# [Excerpts of pointing data]
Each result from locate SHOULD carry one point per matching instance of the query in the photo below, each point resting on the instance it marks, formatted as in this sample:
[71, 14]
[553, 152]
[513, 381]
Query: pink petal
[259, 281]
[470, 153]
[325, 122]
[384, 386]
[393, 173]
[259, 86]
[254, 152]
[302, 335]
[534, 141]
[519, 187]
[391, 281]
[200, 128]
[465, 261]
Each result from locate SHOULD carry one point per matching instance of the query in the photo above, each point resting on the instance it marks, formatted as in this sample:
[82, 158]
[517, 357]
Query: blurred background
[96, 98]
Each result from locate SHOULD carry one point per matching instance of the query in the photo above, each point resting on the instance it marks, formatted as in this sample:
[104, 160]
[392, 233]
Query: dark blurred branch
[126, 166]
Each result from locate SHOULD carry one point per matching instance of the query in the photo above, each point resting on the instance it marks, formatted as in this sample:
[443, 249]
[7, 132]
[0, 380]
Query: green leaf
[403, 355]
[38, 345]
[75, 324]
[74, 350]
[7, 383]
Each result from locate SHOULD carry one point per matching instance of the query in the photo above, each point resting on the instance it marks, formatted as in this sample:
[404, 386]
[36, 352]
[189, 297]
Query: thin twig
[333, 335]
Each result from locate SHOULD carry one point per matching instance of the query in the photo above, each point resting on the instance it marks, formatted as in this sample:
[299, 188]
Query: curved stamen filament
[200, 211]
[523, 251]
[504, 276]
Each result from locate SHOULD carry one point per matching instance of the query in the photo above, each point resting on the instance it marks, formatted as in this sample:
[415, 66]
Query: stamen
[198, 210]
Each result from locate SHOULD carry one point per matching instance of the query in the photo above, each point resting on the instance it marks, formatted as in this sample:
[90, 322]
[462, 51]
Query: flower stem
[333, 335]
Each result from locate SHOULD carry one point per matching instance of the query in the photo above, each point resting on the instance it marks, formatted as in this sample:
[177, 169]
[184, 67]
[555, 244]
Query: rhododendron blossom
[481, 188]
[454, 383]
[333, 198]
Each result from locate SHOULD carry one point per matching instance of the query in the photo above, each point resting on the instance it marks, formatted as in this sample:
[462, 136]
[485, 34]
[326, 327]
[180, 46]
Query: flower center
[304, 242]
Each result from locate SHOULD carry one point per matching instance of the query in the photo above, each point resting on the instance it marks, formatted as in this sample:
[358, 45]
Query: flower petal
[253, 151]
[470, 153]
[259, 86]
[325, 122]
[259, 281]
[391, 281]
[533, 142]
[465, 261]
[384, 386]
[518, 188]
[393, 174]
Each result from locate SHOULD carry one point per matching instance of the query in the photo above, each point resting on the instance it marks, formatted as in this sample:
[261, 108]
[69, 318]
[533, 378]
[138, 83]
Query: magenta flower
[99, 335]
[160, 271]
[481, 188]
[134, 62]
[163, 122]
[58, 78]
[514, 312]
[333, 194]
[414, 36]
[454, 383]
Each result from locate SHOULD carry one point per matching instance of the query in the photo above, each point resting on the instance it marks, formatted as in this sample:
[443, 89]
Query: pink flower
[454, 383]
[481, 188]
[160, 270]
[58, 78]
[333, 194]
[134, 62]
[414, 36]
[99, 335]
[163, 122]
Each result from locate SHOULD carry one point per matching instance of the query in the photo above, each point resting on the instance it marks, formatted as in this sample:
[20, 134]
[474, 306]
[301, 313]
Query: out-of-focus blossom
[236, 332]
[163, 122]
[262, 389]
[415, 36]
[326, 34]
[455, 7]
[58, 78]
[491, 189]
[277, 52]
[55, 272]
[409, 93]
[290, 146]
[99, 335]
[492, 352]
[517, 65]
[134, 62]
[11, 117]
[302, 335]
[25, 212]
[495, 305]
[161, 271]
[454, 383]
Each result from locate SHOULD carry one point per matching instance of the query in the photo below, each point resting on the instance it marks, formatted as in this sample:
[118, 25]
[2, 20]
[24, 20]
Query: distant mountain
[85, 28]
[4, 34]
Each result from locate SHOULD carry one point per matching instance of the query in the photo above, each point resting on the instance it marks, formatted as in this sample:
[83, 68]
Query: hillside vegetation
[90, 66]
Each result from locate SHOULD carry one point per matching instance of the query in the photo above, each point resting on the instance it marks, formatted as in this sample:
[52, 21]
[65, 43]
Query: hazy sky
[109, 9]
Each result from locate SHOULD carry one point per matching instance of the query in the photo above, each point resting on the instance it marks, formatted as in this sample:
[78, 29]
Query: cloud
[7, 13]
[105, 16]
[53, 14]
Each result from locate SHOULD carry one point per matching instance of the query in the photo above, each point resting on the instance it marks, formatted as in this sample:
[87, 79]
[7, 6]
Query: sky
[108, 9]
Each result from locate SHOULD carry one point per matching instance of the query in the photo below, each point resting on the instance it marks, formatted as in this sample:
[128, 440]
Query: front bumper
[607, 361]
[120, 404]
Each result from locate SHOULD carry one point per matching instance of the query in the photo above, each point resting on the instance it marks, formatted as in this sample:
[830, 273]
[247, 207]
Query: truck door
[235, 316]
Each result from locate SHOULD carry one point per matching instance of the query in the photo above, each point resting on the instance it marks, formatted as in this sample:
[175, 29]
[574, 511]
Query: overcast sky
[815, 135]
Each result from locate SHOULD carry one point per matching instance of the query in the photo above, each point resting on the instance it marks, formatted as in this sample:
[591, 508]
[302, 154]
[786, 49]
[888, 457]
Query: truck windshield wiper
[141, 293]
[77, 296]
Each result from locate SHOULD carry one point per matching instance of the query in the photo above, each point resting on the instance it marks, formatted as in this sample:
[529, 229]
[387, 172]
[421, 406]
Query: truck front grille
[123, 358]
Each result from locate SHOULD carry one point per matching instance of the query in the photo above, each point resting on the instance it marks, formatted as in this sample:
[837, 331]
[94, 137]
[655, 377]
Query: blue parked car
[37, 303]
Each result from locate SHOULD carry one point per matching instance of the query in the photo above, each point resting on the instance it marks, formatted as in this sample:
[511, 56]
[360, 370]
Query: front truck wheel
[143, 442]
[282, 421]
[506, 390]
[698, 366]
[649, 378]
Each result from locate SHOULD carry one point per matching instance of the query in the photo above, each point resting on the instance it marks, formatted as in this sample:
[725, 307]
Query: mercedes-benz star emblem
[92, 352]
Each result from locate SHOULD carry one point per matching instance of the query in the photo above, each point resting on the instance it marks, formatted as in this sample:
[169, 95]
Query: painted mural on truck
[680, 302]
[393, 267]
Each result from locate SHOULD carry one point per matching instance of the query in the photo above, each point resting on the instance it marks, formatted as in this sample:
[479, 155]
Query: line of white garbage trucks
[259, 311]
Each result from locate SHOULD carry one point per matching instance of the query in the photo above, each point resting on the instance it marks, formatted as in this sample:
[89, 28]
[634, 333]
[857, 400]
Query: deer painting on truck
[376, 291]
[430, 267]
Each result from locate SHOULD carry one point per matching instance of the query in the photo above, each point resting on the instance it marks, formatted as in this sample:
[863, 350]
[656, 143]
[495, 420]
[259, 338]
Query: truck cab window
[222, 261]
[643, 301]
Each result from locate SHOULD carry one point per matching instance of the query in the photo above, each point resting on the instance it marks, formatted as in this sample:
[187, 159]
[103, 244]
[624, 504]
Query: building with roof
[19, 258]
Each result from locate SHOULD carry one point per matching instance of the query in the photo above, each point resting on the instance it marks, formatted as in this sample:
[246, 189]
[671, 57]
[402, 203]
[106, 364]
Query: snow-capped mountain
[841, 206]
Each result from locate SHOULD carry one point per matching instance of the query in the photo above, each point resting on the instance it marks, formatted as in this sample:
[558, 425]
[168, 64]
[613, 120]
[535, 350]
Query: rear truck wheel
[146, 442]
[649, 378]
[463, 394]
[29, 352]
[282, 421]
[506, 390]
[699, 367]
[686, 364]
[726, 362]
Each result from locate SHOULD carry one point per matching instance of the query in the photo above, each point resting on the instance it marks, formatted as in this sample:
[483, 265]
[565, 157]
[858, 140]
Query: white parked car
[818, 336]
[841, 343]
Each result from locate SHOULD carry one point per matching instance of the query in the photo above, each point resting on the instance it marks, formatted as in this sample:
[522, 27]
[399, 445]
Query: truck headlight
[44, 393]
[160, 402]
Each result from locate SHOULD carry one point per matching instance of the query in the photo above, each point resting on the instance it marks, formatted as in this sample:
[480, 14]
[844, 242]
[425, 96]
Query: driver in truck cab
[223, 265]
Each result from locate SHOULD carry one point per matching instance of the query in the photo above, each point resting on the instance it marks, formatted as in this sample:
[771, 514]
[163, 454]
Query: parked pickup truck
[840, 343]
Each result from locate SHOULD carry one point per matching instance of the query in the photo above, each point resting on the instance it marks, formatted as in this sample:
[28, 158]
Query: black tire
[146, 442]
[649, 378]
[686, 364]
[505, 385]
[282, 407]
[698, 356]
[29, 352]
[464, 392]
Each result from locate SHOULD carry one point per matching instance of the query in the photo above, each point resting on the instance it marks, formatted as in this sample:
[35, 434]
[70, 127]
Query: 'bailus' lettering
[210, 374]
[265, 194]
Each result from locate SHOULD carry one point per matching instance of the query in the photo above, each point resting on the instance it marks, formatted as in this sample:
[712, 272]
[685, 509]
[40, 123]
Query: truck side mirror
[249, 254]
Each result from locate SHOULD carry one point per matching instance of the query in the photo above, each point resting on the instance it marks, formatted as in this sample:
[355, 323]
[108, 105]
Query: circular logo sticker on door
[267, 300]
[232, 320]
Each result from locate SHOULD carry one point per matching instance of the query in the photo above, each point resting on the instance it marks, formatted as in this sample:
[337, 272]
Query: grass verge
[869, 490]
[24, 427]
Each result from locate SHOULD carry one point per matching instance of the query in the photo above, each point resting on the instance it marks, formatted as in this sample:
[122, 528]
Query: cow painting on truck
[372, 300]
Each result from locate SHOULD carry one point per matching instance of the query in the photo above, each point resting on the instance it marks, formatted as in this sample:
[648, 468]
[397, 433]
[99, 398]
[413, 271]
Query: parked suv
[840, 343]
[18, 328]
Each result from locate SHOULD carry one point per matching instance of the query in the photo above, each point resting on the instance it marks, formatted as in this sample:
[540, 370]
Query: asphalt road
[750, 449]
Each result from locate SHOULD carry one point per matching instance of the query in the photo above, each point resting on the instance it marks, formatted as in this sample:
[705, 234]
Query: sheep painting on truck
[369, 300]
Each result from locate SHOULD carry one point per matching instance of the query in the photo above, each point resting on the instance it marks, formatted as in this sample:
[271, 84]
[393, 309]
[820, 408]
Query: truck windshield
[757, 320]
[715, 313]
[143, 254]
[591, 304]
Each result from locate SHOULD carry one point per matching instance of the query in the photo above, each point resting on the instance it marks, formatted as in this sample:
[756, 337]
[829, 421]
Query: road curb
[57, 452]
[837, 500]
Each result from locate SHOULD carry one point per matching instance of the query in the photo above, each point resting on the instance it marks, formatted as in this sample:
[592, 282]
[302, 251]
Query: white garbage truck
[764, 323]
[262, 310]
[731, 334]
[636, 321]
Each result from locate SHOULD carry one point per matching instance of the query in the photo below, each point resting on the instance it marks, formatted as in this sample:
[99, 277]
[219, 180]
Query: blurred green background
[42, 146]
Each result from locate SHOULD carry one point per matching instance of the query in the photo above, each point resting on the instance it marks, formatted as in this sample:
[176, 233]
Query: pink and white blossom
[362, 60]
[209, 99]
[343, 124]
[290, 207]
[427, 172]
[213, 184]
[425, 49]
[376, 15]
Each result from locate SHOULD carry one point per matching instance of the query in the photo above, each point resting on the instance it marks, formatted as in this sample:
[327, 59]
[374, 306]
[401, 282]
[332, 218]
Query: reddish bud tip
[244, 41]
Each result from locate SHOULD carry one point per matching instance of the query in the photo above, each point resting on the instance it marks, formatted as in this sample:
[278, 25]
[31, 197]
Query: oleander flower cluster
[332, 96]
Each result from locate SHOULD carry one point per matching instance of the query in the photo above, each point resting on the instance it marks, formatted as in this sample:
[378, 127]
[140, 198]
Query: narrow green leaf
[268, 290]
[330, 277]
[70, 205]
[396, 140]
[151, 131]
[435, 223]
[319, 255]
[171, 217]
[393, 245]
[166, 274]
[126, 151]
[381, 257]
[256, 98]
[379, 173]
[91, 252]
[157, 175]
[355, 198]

# [Required task]
Count the lines of the material above that contain the word "pink". Reply with the number alone.

# [Worked solution]
3